_TRABAJO REQUERIDO:_
a) Reescribe de forma más breve el párrafo del texto sobre la libertad de expresión que empieza con «Casi ocho años y un cambio de gobierno después», conservando sus datos principales.
b) Transcribe del texto sobre la libertad de expresión el fragmento comprendido entre "Lamentablemente, ese  derecho" y "cuestionan determinado credo.", ambos incluidos.

_TEXTO EXTRAÍDO:_

######

“No estoy de acuerdo con lo que dice, pero defenderé con mi vida su derecho a decirlo”. Esta famosa cita de Evelyn Beatrice Hall, erróneamente atribuida a Voltaire, se refiere al derecho a expresar una opinión, aunque sea incómoda, como ingrediente esencial de una sociedad libre.

Lamentablemente, ese  derecho a que se refiere la cita, la libertad para discrepar públicamente, el debate, están siendo amordazados por una nueva forma de censura, la ofensa.

El significado bíblico de ofensa se refiere a una falta, pecado, traición o transgresión, como negar a Jesucristo o exclamar atributos negativos de él, es decir, atentar contra la fe de otros.

Así, la ofensa no es otra cosa que el desagrado que producen opiniones discrepantes que no validan o cuestionan determinado credo.

¿Qué pasa cuando esa incómoda discrepancia está basada en hechos y datos objetivos?Pues que si éstos son incómodos al dogma, han de ser silenciados a través de la censura.

Cuando en 2015 se aprobó la conocida como “Ley Mordaza” muchos se sintieron espantados ante las consecuencias que tendría sobre el derecho a la libre expresión, siendo tildada por los defensores de la democracia como un atentado contra las libertades públicas.

Casi ocho años y un cambio de gobierno después, la peligrosa mordaza legal mantiene toda su vigencia, a pesar del espanto producido entonces entre los demócratas que ahora gobiernan. Pero, lejos de avanzar en la reconquista de este derecho exceptuado a través de esa ley, se han creado nuevas excepciones, también ley mediante, justificadas por la ofensa que puedan inferir sobre determinados colectivos ver cuestionadas sus respectivas creencias.

Entonces, si determinadas opiniones gozan  de la protección legal frente a otras que pueden no solo ser silenciadas, sino además sancionadas, estamos, de facto, ante la prohibición legal del debate, la imposición del pensamiento único y una confesión impuesta a todo el Estado.

######

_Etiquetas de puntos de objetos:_
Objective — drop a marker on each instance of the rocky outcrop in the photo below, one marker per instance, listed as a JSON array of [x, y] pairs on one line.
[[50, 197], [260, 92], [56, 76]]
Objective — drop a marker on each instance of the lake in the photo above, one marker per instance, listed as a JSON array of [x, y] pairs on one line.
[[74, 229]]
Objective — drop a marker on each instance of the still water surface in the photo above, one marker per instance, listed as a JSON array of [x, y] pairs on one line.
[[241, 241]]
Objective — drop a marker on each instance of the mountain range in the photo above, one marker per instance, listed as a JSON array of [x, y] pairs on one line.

######

_RESPUESTAS:_
a) Casi ocho años y un cambio de gobierno más tarde, la peligrosa mordaza legal sigue plenamente vigente, pese al espanto que causó entonces entre los demócratas que hoy gobiernan. En lugar de recuperar el derecho exceptuado por esa ley, se han creado por ley nuevas excepciones, justificadas por la ofensa que puede suponer para ciertos colectivos que se cuestionen sus creencias.

b)
Lamentablemente, ese  derecho a que se refiere la cita, la libertad para discrepar públicamente, el debate, están siendo amordazados por una nueva forma de censura, la ofensa.

El significado bíblico de ofensa se refiere a una falta, pecado, traición o transgresión, como negar a Jesucristo o exclamar atributos negativos de él, es decir, atentar contra la fe de otros.

Así, la ofensa no es otra cosa que el desagrado que producen opiniones discrepantes que no validan o cuestionan determinado credo.